The basic premise is still the same to me though. You go on booking.com to compare airfare and hotels. You go on lrmdingtree to compare loans.
Of course, they are all marketplaces, but not all markets work the same way. Compare horse auctions to shopping malls… 
I highly recommend Reinventing the Bazaar: A Natural History of Markets by John McMillan (Author)
https://www.amazon.com/dp/B001T7EJ9Q/ref=dp-kindle-redirect?..
Both booking.com and lrndungtree have done very well for their shareholders. Lendingtree does not have a public competitor I know of but booking.com does. And booking.com’s competitors TripAdvisor and Orbit have not done very well for shareholders. Is there an explanation for booking to have done so much better than its competitors?
Yes! The same reason Google has more than half the search market. It comes under many names. Increasing returns, first mover advantage, network effect, path dependence. Eating places don’t have it, search engines do. It’s in the nature of the business.
You can see in the s-1 if you look at page 86 they say they have powerful network effects that allow them to have reduced cost per quote by 65% between 2014 and 2017.

[EXERCISE TASKS]
(a) Answer these questions from the text on online marketplaces:
(i) What book is recommended, and who wrote it?
(ii) Which two competitors of booking.com are said not to have done very well for shareholders?
(iii) According to page 86 of the S-1, by what percentage was cost per quote reduced, and between which years?
(b) Write out the part of the text on online marketplaces between "Yes! The same" and "of the business.", inclusive.

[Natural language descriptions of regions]

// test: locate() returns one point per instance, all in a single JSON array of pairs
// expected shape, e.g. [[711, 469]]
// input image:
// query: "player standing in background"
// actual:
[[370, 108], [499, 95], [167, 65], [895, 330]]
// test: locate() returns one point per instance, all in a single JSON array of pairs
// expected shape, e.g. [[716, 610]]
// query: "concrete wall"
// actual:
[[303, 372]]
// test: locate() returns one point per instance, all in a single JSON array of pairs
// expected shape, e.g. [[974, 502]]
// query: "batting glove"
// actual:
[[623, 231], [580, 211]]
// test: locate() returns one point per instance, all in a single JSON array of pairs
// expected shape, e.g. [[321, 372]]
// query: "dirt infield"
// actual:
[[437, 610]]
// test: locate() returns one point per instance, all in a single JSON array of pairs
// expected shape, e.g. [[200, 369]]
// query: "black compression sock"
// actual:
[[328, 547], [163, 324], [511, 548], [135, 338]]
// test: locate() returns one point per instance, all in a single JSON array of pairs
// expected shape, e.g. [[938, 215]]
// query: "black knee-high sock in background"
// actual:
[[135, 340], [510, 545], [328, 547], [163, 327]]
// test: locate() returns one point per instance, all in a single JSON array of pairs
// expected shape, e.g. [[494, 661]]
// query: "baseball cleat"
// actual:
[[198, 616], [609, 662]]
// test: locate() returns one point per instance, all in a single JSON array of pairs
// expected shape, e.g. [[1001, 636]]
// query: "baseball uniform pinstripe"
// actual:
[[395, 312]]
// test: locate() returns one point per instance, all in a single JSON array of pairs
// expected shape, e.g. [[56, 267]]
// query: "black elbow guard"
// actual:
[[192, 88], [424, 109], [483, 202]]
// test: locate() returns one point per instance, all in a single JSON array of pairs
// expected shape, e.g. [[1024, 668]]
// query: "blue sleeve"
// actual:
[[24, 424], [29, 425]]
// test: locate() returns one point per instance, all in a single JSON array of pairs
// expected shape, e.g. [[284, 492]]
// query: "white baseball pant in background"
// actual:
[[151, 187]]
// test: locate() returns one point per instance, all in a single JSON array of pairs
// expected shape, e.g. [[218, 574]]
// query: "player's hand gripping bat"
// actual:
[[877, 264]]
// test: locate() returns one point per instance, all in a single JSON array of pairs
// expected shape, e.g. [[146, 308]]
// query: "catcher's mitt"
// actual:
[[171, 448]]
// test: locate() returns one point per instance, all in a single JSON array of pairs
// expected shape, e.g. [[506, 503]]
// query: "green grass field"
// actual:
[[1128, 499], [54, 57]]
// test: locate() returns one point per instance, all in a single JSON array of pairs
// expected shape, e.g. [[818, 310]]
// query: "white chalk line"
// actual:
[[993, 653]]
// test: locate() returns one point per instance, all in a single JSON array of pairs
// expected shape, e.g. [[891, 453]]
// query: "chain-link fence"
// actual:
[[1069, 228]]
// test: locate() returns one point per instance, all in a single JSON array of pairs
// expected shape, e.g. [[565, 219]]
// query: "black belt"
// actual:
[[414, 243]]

[RESPONSES TO THE EXERCISE]
(a)
(i) Reinventing the Bazaar: A Natural History of Markets, by John McMillan
(ii) TripAdvisor and Orbit
(iii) 65%, between 2014 and 2017

(b)
Yes! The same reason Google has more than half the search market. It comes under many names. Increasing returns, first mover advantage, network effect, path dependence. Eating places don’t have it, search engines do. It’s in the nature of the business.